__EXTRACT__.
Cupid laid by his brand and fell asleep.
A maid of Dian's this advantage found,
And his love-kindling fire did quickly steep
In a cold valley-fountain of that ground,
Which borrowed from this holy fire of love
A dateless lively heat, still to endure,
And grew a seething bath, which yet men prove
Against strange maladies a sovereign cure.
But at my mistress' eye love's brand new-fired,
The boy for trial needs would touch my breast.
I sick withal the help of bath desired,
And thither hied, a sad distempered guest, But found no cure; the bath for my help lies Where Cupid got new fire—my mistress' eye.
Sonnets 153 and 154 are filled with rather bawdy double entendres of sex followed by contraction of a venereal disease. The sonnet is a story of Cupid, who lays down his torch and falls asleep, only to have it stolen by Diana, who extinguishes it in a "cold valley-fountain". The fountain then acquires an eternal heat as a result, and becomes a hot spring where men still come to be cured of diseases. The speaker then states that as his mistress looks at him, Cupid's torch is ignited again, and Cupid tests the torch by trying it on the speaker's heart. The speaker becomes sick with love and wants to bathe in the hot spring to cure himself, but he cannot. The speaker discovers the only thing that can cure his discomfort is a glance from his mistress.
The central conceit derives from a work by Marianus Scholasticus, a poet writing in Greek in the 5th-6th centuries AD. The original epigram reads in translation "Beneath these plane trees, detained by gentle slumber, Love slept, having put his torch in the care of the Nymphs; but the Nymphs said to one another 'Why wait? Would that together with this we could quench the fire in the hearts of men.' But the torch set fire even to the water, and with hot water thenceforth the Love-Nymphs fill the bath."

__PROVIDED INFORMATION__.
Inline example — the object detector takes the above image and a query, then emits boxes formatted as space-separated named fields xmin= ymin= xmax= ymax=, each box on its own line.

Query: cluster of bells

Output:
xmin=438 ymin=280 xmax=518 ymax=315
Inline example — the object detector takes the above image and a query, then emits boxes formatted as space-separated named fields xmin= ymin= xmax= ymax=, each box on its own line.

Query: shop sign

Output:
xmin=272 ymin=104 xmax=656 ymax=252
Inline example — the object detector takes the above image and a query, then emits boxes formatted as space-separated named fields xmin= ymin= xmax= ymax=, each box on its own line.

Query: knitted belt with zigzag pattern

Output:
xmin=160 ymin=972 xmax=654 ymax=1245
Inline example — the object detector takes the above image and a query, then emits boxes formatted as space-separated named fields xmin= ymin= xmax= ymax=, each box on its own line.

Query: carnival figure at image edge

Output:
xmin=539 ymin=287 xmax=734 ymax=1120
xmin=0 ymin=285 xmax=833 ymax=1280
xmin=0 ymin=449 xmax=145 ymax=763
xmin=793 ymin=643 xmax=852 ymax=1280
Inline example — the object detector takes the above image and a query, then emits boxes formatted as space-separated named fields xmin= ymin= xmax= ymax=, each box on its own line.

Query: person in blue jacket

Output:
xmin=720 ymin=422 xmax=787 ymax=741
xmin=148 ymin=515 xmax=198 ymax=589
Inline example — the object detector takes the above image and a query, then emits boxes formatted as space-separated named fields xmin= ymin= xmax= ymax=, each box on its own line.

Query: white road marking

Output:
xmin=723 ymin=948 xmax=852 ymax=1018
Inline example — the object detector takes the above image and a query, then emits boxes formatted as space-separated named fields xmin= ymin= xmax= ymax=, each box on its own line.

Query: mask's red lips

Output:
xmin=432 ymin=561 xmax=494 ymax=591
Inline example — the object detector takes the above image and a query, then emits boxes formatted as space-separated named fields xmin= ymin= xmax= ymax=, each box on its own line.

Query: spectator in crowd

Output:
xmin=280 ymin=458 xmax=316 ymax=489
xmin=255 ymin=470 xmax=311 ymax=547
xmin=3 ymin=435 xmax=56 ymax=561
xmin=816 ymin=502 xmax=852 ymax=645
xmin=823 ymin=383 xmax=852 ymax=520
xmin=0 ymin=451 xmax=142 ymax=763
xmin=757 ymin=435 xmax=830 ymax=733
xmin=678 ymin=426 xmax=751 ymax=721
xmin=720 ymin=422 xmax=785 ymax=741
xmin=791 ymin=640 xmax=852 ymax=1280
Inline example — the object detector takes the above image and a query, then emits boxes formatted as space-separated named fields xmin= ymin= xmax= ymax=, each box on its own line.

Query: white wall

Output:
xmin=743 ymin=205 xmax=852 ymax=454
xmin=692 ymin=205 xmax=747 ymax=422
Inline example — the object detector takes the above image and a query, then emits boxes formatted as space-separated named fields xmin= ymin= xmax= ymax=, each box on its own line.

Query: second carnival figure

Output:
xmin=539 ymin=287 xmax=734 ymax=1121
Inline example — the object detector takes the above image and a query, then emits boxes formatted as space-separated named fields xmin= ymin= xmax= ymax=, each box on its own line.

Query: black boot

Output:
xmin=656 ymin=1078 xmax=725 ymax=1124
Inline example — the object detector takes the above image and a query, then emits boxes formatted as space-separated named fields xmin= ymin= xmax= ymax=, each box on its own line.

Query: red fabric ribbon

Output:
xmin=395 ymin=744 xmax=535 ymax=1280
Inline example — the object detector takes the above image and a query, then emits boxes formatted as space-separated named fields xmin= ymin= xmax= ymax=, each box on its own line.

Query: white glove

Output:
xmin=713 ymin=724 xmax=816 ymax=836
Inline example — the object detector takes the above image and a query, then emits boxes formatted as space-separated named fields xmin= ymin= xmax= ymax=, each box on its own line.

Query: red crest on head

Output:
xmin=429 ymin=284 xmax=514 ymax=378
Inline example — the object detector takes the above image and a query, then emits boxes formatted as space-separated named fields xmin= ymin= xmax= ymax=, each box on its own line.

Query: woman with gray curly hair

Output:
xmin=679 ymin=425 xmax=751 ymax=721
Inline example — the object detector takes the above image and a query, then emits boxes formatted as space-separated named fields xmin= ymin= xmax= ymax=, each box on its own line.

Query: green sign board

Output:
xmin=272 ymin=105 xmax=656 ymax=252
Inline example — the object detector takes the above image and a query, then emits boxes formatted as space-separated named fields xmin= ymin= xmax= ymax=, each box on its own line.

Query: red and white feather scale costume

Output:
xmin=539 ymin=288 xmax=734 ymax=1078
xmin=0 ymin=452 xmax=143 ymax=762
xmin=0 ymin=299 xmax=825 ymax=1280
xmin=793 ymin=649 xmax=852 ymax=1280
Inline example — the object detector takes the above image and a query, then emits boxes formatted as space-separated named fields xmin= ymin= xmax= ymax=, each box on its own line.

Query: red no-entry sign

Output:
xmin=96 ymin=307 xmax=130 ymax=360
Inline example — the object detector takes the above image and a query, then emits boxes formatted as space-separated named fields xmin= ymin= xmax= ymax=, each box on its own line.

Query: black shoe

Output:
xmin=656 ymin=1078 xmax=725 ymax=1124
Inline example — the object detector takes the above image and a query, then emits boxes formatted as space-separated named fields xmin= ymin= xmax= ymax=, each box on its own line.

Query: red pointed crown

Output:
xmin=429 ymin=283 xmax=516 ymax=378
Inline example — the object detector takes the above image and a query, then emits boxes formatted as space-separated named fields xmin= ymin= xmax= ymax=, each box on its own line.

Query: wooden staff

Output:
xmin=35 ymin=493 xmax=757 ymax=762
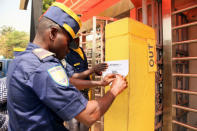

__WHAT IS REQUIRED__.
In the text about Cupid's torch, what language did Marianus Scholasticus write in?

__ANSWER FOR THIS EXERCISE__.
Greek